"""

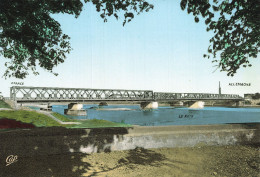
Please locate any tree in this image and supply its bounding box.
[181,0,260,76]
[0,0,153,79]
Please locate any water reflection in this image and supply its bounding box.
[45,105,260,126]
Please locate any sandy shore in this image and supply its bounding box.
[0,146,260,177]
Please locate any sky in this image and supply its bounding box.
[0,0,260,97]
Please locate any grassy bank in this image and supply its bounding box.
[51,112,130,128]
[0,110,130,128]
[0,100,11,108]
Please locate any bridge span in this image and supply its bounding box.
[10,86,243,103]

"""
"""

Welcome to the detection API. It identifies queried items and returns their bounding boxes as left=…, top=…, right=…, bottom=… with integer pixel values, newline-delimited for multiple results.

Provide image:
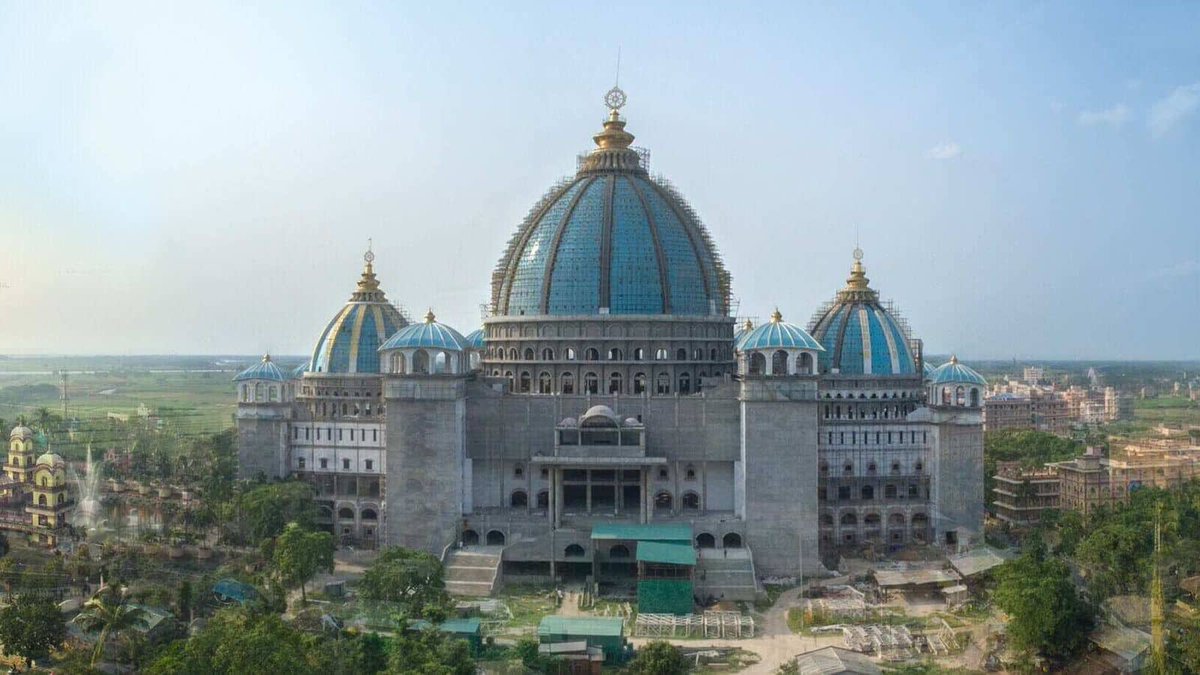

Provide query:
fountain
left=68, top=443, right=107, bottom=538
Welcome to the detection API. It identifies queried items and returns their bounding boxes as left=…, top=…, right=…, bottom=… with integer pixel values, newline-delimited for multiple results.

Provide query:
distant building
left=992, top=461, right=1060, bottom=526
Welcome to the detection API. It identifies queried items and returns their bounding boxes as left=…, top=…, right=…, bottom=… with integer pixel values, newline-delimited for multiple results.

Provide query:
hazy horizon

"""
"""

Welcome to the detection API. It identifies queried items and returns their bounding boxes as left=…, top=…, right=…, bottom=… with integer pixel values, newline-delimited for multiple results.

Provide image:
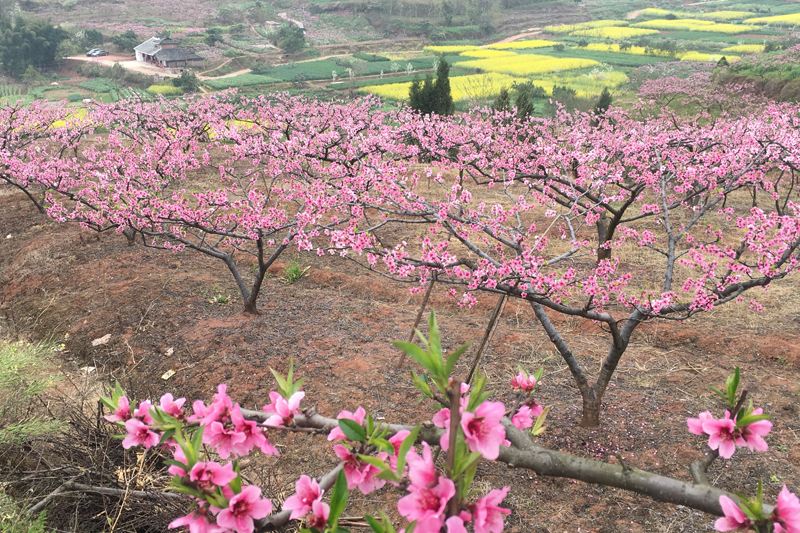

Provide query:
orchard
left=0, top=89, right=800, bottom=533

"""

__Alıştırmanın Amacı__:
Yukarıda "Please locate any sandy" ifadesini içeren satırdan başlayıp "[10,86,243,103]" ifadesini içeren satıra kadar uzanan satırları, bu iki satır da dahil olmak üzere, her satıra bir dize düşecek biçimde bir JSON listesi olarak düzenleyin. Boş satırları listeye eklemeyin.

__Bu Görevin Yanıtı__:
[
  "Please locate any sandy shore in this image and supply its bounding box.",
  "[0,146,260,177]",
  "Please locate any sky in this image and supply its bounding box.",
  "[0,0,260,97]",
  "Please locate any grassy bank in this image and supply its bounding box.",
  "[51,112,130,128]",
  "[0,110,130,128]",
  "[0,100,11,108]",
  "Please locate any bridge span in this image and supply its bounding box.",
  "[10,86,243,103]"
]